* Begin *

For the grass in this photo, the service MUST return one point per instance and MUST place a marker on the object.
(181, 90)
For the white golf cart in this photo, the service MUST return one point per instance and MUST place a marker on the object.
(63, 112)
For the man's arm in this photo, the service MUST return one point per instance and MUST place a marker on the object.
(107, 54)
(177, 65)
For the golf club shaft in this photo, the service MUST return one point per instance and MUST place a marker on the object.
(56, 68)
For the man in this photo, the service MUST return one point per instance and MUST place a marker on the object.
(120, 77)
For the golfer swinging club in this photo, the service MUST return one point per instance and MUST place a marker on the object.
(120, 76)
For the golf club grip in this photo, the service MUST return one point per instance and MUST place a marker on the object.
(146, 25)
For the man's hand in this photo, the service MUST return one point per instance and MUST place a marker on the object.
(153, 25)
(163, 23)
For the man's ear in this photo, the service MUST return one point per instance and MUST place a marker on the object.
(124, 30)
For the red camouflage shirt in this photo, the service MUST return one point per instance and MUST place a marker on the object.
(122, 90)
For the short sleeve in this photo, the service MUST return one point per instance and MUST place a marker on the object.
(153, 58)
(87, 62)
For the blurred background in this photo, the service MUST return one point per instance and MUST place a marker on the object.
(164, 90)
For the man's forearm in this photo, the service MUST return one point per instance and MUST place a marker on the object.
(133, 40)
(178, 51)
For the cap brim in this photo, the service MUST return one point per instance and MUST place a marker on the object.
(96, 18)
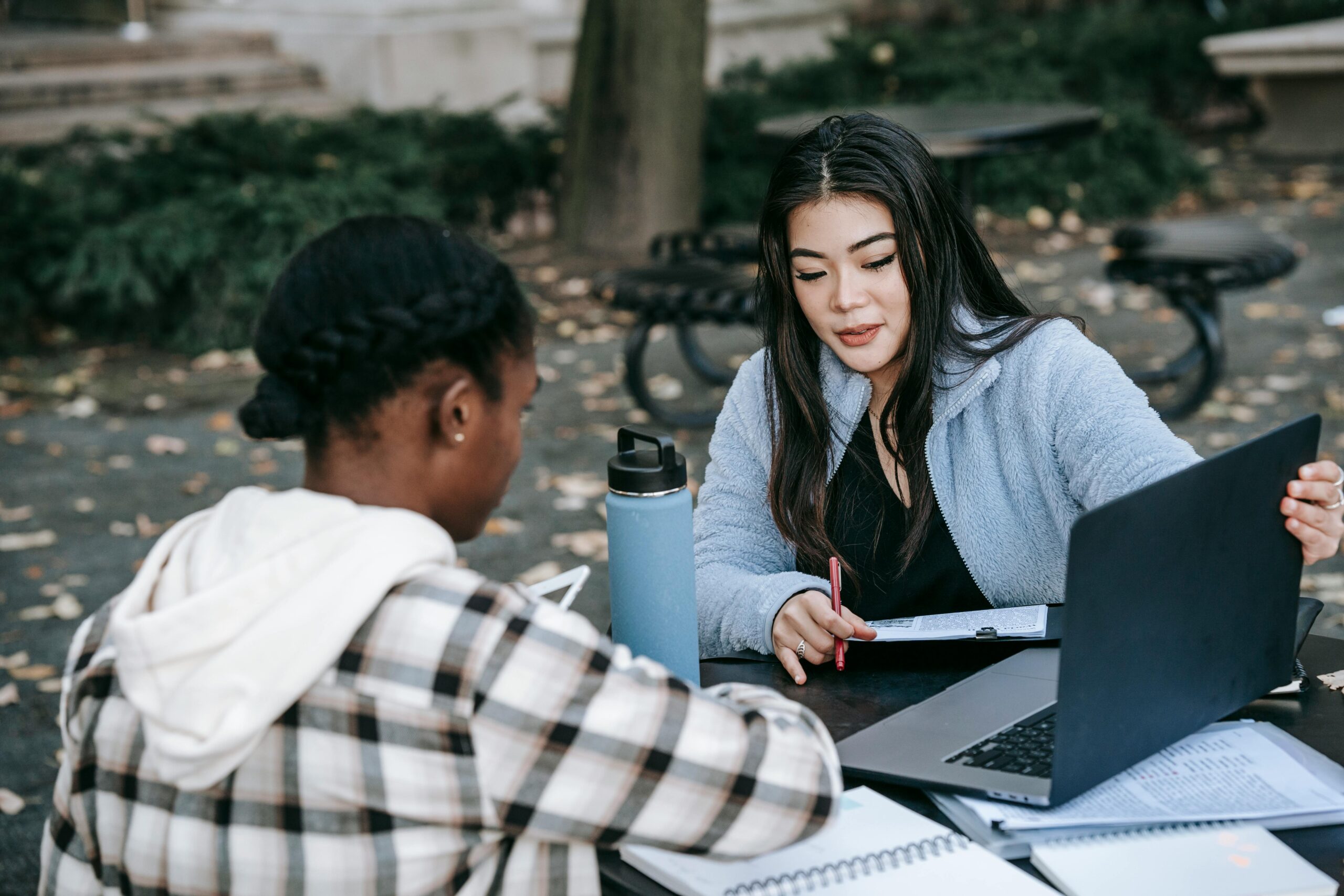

* End *

Please copy out every row above word for word, leaving the picture out of your answer.

WRITTEN SOLUTION
For the grass in this photo, the service MUST return one point per instance and MUST place a marker on the object.
(181, 90)
For the white golf cart in this photo, the service MUST return one point per instance and MUST place a marker on the object.
(63, 112)
For the man's arm in this photo, the service MUST return one point per instance and MUST place a marker on the object.
(107, 54)
(177, 65)
For the golf club shaft in this photo, the service MUST return one point per instance and MUST place a marker on the object.
(56, 68)
For the man in this photo, the service MUST return one point per instance and MUST place a marker on the object.
(120, 77)
For the golfer swinging club in this photo, the service MUST return one point per instance and MUST place a marker on the object.
(120, 76)
For the golf club grip in this photo, the service MUST return one point per instance and MUST place a marker on the object.
(146, 25)
For the man's hand in this photo, the service MUST return one point per instance and MUST place a marker on the object.
(153, 25)
(163, 23)
For the man's ear in this photo, the service MUST return one point per instance and MUST place a marker on the object.
(124, 30)
For the red camouflage shirt in this photo, the service MUST return one point per instance and MUST place a marker on the object.
(122, 90)
For the short sleeve in this photo, the service MUST return one point per instance and MUST place a marker on the object.
(153, 58)
(87, 62)
For the blurred background in this photo, the service MUST return one point per instance and MUST place a marker on the object.
(164, 90)
For the man's forearm in this photo, the service MUST return one point per instance and MUST place a marker on the object.
(133, 40)
(178, 51)
For the cap brim in this photo, the service MUST return one point per instance and MUST place a marker on the object.
(96, 18)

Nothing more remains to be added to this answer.